Text to read —
⟨
He's hanging with bootleggers and numbers runners. He's still hawking his newspapers, fighting other kids for the prime corners, and even running a dice game for some of the other newsboys. I mean, this kid is a savant. He's clearly going places in the criminal world. He also gets handy with his fist, which even though he ends up being like a small guy, maybe five foot five, is going to be his calling card.
Also, Sean, you're going to love this. He befriends a city editor for one of the LA papers so he can sleep in the office to get the early editions to sell. But he also has to help the guy sober up a bunch and find his way back to his desk. And that's sort of how they become friends. And this is sort of like how he comes to understand the power of the media and media for him and media about him. Yeah, I do love that actually. Also, all journalists are drunk all of the time, which is true.
⟩
Given entries —
⟨
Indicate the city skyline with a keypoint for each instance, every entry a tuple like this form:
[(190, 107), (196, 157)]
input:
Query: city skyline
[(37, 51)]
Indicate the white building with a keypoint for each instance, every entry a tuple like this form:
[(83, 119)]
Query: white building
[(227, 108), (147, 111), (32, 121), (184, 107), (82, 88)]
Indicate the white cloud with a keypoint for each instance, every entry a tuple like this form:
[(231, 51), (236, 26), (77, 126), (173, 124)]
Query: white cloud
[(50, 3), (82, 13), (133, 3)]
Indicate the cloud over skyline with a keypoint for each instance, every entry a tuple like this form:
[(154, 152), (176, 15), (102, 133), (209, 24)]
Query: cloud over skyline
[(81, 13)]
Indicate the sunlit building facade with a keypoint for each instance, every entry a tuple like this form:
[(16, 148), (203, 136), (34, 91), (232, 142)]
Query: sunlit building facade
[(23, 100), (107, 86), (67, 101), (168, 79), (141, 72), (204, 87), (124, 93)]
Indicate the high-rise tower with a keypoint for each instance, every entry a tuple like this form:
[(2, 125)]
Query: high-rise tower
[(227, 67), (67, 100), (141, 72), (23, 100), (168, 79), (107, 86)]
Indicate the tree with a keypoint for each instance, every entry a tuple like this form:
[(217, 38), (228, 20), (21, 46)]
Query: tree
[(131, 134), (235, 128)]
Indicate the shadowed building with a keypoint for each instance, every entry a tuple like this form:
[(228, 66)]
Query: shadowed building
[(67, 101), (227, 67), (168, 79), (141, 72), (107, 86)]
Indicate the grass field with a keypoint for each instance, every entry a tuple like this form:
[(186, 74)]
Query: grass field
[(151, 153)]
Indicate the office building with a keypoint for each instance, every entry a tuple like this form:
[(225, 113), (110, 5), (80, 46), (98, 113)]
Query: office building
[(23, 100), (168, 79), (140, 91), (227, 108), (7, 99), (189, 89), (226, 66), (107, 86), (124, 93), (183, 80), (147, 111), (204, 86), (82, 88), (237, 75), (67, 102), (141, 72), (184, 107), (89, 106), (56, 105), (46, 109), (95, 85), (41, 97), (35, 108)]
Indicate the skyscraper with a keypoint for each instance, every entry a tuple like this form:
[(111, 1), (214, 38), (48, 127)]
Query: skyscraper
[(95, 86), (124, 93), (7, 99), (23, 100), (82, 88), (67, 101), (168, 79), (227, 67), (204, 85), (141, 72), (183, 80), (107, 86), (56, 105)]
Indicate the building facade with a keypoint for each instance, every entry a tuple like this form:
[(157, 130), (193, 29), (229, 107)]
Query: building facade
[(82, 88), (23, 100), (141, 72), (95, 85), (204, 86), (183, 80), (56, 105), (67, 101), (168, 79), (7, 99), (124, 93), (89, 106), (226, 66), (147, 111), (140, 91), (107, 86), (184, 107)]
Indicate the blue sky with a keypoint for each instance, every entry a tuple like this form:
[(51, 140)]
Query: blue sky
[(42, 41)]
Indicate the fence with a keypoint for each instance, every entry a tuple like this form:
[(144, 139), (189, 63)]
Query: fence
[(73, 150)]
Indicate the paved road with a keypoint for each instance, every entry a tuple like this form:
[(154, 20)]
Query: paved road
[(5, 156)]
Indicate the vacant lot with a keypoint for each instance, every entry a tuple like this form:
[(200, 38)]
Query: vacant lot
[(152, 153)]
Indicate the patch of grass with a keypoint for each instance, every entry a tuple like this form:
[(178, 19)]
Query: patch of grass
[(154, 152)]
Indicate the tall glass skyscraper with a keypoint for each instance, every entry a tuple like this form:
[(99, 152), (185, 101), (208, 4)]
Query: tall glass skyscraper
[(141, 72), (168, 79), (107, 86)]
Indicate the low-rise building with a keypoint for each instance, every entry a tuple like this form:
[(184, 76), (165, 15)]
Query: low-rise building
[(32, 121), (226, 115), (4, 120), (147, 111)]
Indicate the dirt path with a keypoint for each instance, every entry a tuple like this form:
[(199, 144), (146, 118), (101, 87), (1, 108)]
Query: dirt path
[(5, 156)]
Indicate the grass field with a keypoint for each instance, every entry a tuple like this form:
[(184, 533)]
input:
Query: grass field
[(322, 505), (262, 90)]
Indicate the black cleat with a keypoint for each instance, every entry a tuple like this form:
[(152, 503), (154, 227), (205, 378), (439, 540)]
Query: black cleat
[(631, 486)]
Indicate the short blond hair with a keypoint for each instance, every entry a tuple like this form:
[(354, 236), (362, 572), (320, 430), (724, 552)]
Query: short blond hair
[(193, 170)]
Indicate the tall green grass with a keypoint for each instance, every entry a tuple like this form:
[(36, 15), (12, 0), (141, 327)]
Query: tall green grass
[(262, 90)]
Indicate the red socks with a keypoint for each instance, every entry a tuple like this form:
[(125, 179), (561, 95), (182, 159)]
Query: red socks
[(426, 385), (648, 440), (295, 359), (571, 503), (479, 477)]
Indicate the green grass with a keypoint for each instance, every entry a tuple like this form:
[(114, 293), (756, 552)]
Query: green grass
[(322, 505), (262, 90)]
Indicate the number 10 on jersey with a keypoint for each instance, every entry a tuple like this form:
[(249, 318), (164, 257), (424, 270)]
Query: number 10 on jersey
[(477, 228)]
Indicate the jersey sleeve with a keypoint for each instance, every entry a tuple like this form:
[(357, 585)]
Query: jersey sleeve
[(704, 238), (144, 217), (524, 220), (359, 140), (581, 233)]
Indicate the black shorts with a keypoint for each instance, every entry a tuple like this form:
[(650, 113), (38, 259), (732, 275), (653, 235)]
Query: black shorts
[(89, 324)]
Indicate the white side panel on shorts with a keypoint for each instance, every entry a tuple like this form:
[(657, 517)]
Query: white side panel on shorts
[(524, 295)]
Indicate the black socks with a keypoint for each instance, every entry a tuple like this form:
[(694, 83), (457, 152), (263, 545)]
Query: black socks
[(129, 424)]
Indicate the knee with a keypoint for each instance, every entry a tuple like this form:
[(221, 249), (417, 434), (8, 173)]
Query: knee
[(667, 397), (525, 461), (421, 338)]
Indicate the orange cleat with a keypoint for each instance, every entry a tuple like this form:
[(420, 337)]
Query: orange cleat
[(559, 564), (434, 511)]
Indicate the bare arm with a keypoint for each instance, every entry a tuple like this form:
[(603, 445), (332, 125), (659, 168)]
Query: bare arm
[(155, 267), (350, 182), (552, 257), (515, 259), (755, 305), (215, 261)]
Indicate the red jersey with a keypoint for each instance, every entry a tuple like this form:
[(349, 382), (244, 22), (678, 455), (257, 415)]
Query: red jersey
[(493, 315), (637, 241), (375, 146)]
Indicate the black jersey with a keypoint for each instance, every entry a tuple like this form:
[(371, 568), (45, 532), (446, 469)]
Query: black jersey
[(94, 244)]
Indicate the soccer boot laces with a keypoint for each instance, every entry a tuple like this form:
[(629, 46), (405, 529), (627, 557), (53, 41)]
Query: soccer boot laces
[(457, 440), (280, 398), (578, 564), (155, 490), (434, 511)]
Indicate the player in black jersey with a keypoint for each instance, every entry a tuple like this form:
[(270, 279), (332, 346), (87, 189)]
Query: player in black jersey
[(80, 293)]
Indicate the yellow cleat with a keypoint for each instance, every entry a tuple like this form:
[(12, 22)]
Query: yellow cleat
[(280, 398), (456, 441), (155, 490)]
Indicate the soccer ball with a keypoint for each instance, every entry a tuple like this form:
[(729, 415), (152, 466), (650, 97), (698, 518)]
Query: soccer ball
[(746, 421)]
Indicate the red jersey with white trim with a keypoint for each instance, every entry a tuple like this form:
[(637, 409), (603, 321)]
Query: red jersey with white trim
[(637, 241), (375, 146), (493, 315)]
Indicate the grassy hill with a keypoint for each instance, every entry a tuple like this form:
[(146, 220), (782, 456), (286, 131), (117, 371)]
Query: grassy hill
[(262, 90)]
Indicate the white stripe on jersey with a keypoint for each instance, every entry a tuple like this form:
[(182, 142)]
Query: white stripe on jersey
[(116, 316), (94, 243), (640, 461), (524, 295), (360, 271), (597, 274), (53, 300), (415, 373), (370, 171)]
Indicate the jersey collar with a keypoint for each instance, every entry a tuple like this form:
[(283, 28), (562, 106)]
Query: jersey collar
⟩
Set exercise 1 —
Summarize the newsboy passage in two sentences.
Set exercise 2 —
Repeat the newsboy passage word for word, beginning at the words "Also, Sean, you're" and stopping after "which is true.".

Complete answer 1 —
While still selling newspapers and fighting other kids for the best corners, he spends time with bootleggers and numbers runners, runs a dice game for other newsboys, and comes to rely on his fists even though he grows up to be a small man. He befriends a city editor at an LA paper so he can sleep in the office and get the early editions, helps the man sober up, and through this comes to understand the power of the media.

Complete answer 2 —
Also, Sean, you're going to love this. He befriends a city editor for one of the LA papers so he can sleep in the office to get the early editions to sell. But he also has to help the guy sober up a bunch and find his way back to his desk. And that's sort of how they become friends. And this is sort of like how he comes to understand the power of the media and media for him and media about him. Yeah, I do love that actually. Also, all journalists are drunk all of the time, which is true.